* WHAT THE EXERCISE ASKS:
A complete transcription of the material, exact in every line, is what is wanted.

-- DATA follows --

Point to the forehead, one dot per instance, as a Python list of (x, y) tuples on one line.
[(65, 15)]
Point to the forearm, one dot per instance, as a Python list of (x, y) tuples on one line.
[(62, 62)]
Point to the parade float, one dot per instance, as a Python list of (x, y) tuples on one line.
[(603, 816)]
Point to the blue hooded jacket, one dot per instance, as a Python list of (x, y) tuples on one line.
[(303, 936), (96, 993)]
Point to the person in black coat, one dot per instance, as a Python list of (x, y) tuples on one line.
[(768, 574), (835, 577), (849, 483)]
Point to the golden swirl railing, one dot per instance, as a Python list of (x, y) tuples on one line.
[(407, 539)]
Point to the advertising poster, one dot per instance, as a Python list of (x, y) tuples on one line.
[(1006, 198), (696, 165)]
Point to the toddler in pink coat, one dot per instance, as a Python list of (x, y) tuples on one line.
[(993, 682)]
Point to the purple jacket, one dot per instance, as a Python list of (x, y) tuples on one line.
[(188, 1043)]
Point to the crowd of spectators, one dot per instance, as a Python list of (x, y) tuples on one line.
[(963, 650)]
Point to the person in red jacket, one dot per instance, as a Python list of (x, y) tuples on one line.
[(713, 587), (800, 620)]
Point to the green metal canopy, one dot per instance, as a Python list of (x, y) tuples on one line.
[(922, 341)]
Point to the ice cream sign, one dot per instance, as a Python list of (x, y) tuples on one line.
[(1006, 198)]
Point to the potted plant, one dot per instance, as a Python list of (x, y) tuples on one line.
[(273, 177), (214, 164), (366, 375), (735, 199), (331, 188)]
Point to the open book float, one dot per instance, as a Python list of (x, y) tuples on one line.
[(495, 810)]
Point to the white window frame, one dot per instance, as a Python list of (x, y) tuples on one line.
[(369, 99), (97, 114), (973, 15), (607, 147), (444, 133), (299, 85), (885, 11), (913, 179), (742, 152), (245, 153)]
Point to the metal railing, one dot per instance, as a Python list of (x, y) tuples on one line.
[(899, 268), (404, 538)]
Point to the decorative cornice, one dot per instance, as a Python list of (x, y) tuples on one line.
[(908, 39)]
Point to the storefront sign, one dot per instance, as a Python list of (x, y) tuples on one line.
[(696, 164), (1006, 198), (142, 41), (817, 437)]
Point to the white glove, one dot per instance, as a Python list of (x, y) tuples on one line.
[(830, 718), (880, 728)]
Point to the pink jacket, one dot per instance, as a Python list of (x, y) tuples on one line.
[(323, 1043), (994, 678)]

-- DATA concluded --

* WRITTEN RESPONSE:
Point to the forehead, one dot per instance, as a Python list of (x, y) tuples on one line.
[(65, 15)]
Point to the forearm, one dot per instance, as a Python list of (x, y) tuples on one line.
[(62, 62)]
Point to the parade float, one dot per instance, as a Python list of (x, y) tuples on one line.
[(603, 816)]
Point to the blue hooded jacket, one dot per instance, as a Python list of (x, y) tuples on one line.
[(303, 936), (96, 993)]
Point to the person in black coat, one dot per instance, as a Python list of (x, y) tuples on one line.
[(768, 574), (835, 577), (849, 483)]
Point to the golden swirl railing, one dot per instance, as a Python list of (x, y) tuples on one line.
[(407, 539)]
Point to the advertising poster, one dot per instance, as a Python list of (x, y) tuples on one line.
[(1006, 198), (696, 165)]
Point to the toddler in pink coat, one dot per instance, as a Python list of (x, y) tuples on one line.
[(993, 682)]
Point to the purple jacket, one dot per instance, as a Python list of (x, y) tuples on one line.
[(188, 1043)]
Point to the crowd of spectators, one dot per instance, as a Python list of (x, y) tuples on one line.
[(963, 650)]
Point to the person in red jacket, one dot per instance, as a Python list of (x, y) tuples on one line.
[(713, 587), (800, 620)]
Point to the green metal canopy, one dot per instance, as a Python list of (x, y) tuples on one line.
[(922, 341)]
Point to the ice cream sign, one dot per instance, as a Python list of (x, y) tuples on one line.
[(1006, 198)]
Point to the potted plant, one dot per instance, as a Python list of (x, y) tuples on one line.
[(273, 177), (214, 164), (366, 375), (735, 199), (331, 188)]
Point to the open book float, one dot per instance, as a Python list of (x, y) tuples on one line.
[(495, 810)]
Point to the white window frame, one dot per instance, as a Python list of (x, y) tuples on one line.
[(369, 99), (97, 114), (973, 15), (607, 147), (444, 133), (299, 85), (885, 11), (913, 179), (742, 152), (245, 153)]
Point to the metal railing, one dot per instance, as a Python list of (x, y) tuples on one line.
[(899, 268), (404, 538)]
Point to the decorative cornice, one dot per instance, as a Python list of (x, y) tuples on one line.
[(908, 39)]
Point to the storefront sign, one dot per instance, as a Python list of (x, y) tuples on one line.
[(696, 164), (1006, 198), (142, 41), (817, 437)]
Point to the white glove, one dot per instance, as a Python list of (x, y) tuples on one line.
[(830, 718), (880, 728)]
Point to the pink jacket, one dot per instance, as a Python list of (x, y) tuples on one line.
[(323, 1043), (994, 678)]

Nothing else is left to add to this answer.